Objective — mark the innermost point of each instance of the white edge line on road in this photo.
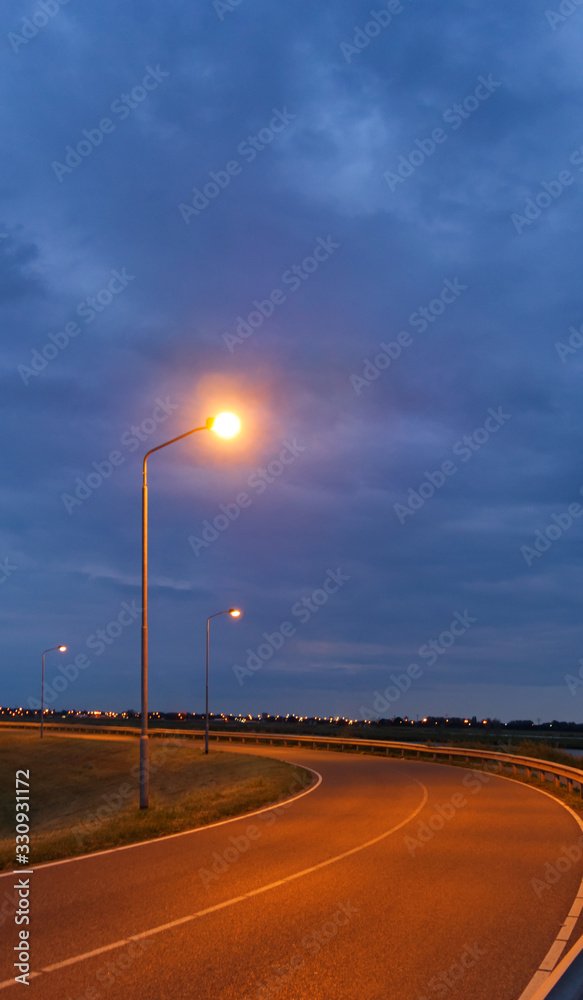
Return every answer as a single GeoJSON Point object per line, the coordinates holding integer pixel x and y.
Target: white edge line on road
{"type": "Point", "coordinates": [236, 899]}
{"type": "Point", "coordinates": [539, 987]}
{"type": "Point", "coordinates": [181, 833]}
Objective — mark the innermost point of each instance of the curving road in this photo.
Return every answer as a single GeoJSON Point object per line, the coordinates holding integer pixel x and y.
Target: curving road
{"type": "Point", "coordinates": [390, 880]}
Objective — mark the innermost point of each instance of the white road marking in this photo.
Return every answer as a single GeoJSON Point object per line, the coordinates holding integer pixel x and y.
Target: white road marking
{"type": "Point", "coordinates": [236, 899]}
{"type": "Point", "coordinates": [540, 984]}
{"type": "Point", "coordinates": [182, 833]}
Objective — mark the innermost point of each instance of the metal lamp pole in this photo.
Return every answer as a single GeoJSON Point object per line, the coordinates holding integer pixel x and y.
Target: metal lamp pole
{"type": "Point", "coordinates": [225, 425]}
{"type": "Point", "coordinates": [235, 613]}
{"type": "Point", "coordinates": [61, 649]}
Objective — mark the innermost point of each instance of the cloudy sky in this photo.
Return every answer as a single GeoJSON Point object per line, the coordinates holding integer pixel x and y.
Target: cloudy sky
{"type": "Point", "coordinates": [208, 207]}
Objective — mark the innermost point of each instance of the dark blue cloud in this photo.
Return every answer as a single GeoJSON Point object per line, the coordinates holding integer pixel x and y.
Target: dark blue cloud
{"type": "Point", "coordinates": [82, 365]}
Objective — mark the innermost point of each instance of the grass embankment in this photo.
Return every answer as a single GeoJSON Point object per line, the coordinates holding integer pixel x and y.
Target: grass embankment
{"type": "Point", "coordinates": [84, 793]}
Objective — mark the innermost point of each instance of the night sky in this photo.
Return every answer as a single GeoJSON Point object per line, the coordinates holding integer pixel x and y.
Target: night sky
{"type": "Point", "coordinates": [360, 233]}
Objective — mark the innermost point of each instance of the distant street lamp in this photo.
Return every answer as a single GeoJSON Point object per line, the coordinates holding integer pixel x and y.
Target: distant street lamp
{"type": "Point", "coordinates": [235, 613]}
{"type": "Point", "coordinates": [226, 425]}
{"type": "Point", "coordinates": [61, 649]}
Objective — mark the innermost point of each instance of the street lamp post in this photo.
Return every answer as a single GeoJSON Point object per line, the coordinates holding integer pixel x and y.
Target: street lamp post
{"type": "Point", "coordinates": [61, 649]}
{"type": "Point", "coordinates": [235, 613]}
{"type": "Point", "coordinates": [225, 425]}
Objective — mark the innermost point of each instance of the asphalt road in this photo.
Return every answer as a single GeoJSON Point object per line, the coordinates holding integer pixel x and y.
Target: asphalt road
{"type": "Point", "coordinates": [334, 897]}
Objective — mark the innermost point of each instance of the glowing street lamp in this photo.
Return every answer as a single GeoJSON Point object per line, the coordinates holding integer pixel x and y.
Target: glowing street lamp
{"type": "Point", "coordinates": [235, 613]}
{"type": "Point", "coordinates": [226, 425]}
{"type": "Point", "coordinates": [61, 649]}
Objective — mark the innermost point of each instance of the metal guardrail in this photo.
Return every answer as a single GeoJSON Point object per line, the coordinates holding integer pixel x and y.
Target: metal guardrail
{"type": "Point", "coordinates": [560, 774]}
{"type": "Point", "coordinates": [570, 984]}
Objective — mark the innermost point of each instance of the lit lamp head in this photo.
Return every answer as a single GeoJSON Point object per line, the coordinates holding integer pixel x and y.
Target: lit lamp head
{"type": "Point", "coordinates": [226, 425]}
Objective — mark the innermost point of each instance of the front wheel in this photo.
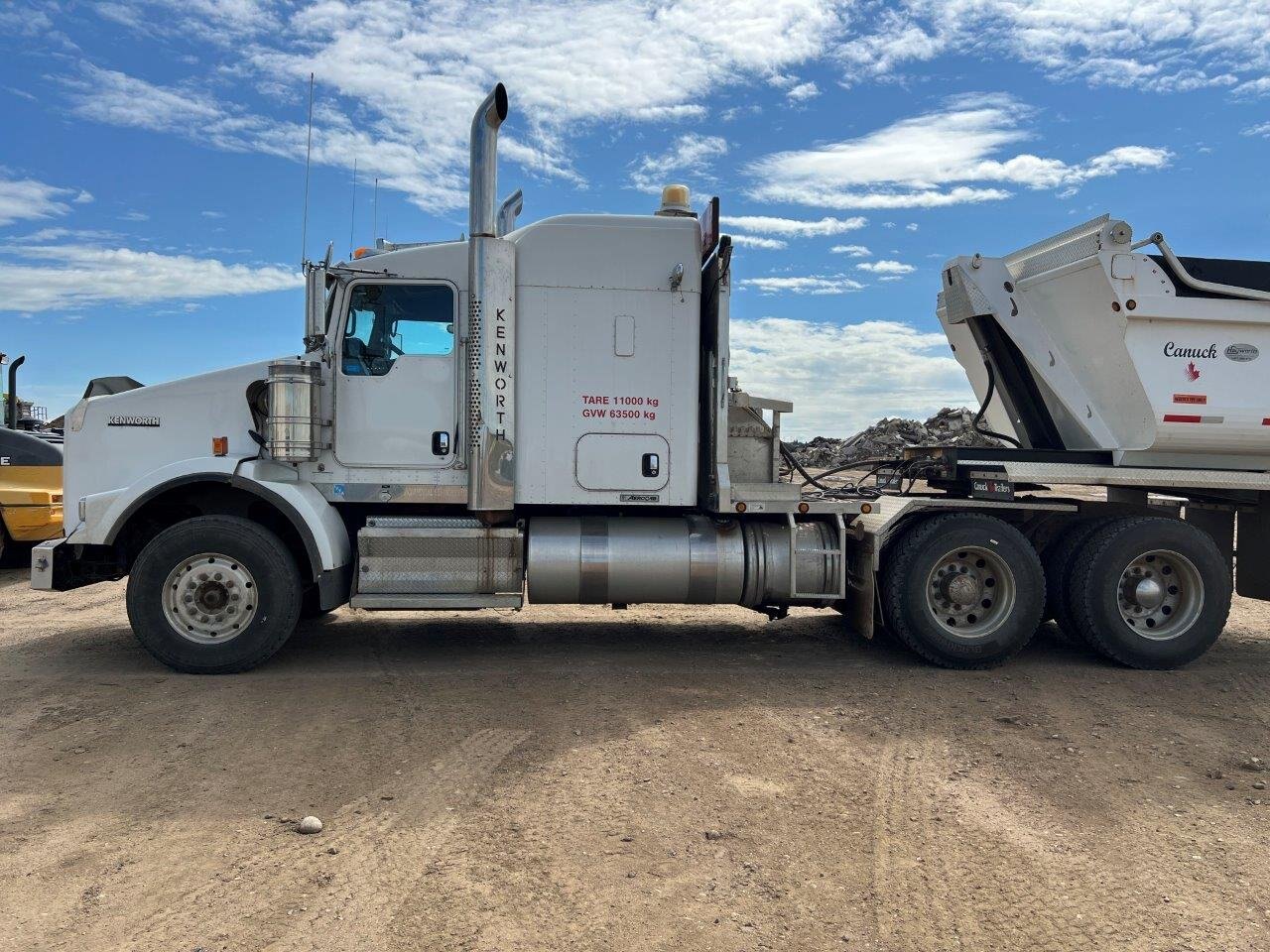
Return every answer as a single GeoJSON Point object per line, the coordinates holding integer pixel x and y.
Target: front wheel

# # # # #

> [Problem]: From the listing above, return every line that contains the word "front".

> [Response to the task]:
Objective — mark the innermost point of each instance of the front wheel in this photo.
Target: front wheel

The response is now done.